> **Given instruction 1**
Write out the part of the excerpt on analyte names in EnviroData that starts with the words "The calculate_guidelines function" and ends with "to calculate guidelines.".
> **Given instruction 2**
According to the excerpt on analyte names in EnviroData, what does the calculate_guidelines function in EnviroDataR need to be provided?

> **Selected extract**
The calculate_guidelines function in EnviroDataR needs to be provided the analyte names as they are saved in the database. For this reason, it’s crucial to keep your analytes in EnviroData organized. If you have several “pH” analytes, it will be a pain trying to consolidate them. Another advantage of using EnviroData is that we don’t need to do anything further with our analyte names before sending them for calculation. This is in contrast to using a dataset outside of EnviroData, where the analyte names could be anything, which would require reformatting them to the correct names before using them in the wqProcessing package to calculate guidelines.
## Analyte
## 1 Alkalinity (Total as CaCO3)_Concentration (liquid)

> **Material shown**
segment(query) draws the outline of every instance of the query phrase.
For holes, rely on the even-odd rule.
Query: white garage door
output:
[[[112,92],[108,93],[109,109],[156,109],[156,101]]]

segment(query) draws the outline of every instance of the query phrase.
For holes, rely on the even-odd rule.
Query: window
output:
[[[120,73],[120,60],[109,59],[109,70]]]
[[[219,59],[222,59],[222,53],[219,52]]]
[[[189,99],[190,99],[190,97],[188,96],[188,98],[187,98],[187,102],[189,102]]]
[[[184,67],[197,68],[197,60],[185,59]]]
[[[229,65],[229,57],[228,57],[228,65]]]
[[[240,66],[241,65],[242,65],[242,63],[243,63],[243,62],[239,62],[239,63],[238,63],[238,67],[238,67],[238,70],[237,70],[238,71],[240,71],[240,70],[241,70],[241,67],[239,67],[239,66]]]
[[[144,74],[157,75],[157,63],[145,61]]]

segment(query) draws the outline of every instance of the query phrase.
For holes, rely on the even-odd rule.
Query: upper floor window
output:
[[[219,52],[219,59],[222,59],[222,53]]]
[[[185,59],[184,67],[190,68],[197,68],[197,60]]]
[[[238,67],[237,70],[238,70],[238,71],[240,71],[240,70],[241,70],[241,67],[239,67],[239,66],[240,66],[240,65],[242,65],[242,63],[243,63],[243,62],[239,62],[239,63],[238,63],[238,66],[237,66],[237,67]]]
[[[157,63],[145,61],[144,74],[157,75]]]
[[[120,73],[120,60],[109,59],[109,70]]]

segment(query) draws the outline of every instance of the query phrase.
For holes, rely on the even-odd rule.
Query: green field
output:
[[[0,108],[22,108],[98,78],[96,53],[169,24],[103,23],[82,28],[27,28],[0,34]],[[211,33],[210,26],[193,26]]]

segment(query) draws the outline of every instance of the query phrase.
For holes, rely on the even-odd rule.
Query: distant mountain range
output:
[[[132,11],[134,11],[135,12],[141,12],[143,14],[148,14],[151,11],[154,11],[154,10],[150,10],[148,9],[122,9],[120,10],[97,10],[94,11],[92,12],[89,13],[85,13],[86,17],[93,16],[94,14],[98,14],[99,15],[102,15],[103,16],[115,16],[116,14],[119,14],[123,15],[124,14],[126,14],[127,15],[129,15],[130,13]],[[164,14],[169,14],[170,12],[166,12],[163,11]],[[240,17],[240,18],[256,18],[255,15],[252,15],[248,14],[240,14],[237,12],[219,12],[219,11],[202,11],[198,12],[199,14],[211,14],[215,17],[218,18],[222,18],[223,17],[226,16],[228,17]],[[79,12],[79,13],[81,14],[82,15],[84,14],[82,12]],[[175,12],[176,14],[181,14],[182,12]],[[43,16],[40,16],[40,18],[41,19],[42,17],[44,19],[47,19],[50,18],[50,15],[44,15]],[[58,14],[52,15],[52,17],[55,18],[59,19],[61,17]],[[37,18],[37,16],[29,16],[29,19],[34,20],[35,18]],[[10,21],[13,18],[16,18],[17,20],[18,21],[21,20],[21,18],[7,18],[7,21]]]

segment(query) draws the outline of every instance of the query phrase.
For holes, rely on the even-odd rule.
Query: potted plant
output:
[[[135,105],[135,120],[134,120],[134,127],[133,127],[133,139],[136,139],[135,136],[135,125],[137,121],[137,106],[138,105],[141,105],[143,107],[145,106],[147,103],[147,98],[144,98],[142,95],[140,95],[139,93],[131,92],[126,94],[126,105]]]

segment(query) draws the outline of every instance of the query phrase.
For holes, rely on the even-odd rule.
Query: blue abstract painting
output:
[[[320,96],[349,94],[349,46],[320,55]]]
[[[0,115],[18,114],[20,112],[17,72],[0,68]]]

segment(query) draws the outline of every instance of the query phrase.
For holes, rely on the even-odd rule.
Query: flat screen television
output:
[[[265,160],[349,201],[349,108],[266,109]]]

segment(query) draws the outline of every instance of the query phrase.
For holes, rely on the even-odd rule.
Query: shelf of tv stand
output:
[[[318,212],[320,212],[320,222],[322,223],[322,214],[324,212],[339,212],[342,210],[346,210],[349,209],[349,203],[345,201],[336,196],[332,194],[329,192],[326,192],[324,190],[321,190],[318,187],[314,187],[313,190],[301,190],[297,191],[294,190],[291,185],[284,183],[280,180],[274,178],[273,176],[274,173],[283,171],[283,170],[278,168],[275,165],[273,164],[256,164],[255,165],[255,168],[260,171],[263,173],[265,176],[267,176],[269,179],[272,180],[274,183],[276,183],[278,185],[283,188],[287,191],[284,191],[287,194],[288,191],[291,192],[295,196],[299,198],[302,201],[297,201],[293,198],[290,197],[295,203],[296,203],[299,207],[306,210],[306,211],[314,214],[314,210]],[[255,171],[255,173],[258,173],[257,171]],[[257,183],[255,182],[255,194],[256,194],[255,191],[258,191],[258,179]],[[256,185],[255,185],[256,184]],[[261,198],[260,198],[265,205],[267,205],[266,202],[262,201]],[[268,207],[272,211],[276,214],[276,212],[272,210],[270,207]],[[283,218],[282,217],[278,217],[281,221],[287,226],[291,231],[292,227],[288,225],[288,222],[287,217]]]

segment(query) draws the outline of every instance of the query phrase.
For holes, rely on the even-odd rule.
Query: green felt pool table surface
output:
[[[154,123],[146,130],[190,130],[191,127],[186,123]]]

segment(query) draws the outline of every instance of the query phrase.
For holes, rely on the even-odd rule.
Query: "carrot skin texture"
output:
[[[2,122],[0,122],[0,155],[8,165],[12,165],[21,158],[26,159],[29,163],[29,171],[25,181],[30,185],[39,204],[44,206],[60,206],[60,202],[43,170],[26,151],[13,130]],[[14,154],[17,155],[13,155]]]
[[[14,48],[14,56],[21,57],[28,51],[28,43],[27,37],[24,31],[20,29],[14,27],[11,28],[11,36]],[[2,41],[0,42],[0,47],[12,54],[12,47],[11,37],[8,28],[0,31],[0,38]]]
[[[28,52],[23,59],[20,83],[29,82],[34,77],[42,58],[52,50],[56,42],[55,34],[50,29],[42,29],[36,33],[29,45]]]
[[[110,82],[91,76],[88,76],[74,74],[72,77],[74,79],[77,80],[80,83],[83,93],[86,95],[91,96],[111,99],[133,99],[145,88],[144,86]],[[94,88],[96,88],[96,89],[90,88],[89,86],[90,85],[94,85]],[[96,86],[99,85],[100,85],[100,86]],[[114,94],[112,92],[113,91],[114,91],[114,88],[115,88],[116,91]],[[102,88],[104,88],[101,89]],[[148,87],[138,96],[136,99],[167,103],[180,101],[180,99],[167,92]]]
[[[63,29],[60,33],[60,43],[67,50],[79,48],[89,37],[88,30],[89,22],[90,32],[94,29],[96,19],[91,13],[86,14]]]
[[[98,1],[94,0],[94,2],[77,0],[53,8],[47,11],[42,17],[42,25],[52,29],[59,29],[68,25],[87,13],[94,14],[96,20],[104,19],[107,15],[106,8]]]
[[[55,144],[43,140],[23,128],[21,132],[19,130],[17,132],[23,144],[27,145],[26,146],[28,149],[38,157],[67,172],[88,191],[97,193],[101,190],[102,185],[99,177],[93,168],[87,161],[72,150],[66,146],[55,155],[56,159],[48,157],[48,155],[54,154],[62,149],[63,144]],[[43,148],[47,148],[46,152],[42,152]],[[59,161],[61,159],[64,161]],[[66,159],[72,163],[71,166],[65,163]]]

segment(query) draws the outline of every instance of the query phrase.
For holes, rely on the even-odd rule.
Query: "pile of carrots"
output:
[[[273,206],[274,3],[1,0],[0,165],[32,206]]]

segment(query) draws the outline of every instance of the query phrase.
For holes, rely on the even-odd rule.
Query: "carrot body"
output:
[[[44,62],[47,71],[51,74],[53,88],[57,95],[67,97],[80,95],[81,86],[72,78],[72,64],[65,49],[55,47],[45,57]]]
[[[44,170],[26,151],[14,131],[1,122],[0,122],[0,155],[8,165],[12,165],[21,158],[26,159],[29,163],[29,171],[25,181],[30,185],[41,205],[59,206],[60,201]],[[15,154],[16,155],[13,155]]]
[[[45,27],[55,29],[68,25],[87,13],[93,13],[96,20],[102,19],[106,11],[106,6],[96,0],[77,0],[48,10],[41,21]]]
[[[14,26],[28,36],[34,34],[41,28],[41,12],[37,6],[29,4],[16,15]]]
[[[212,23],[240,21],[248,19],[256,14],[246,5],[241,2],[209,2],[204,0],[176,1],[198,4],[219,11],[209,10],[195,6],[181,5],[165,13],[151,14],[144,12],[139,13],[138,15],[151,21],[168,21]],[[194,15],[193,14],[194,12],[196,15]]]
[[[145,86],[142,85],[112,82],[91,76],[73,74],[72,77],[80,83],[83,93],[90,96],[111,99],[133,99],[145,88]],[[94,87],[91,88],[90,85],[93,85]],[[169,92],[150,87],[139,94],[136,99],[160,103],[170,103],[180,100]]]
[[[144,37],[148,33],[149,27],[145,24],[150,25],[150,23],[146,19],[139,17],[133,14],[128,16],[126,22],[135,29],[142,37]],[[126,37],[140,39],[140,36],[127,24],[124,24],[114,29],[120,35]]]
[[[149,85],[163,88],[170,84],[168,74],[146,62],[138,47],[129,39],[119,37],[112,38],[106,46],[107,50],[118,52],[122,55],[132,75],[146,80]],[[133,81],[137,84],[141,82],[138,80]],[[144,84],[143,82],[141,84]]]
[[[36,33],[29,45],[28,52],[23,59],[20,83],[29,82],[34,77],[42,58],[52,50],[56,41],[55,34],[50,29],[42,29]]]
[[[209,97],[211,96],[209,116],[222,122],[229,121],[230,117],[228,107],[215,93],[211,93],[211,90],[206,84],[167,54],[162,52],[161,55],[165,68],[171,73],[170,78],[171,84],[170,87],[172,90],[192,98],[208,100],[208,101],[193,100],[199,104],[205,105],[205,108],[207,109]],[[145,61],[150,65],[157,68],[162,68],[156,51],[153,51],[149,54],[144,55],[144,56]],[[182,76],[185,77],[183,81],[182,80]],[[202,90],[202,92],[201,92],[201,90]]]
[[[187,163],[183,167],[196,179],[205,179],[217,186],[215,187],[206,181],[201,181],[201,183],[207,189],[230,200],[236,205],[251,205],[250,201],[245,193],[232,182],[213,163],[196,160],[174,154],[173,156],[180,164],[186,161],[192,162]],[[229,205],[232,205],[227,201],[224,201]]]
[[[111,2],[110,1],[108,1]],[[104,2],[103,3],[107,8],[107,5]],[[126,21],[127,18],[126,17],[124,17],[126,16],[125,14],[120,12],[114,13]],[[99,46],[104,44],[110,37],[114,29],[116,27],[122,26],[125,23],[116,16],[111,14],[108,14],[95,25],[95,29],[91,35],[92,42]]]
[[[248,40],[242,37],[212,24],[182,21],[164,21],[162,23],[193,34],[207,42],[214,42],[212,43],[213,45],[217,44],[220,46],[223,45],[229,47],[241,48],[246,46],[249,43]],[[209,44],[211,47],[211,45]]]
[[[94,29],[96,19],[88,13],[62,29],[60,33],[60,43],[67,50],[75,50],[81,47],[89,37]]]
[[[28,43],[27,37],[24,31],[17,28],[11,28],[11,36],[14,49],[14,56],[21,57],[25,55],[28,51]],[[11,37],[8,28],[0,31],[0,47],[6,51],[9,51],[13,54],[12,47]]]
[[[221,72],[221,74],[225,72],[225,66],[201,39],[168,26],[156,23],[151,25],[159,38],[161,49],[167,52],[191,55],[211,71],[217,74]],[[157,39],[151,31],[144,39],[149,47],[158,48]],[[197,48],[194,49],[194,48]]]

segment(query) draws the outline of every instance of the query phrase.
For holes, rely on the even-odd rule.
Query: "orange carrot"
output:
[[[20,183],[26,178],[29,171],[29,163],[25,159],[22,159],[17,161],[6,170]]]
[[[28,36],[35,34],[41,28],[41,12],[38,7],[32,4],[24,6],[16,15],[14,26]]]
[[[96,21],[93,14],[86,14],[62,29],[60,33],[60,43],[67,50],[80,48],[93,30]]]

> **Result 1**
The calculate_guidelines function in EnviroDataR needs to be provided the analyte names as they are saved in the database. For this reason, it’s crucial to keep your analytes in EnviroData organized. If you have several “pH” analytes, it will be a pain trying to consolidate them. Another advantage of using EnviroData is that we don’t need to do anything further with our analyte names before sending them for calculation. This is in contrast to using a dataset outside of EnviroData, where the analyte names could be anything, which would require reformatting them to the correct names before using them in the wqProcessing package to calculate guidelines.

> **Result 2**
The analyte names as they are saved in the database.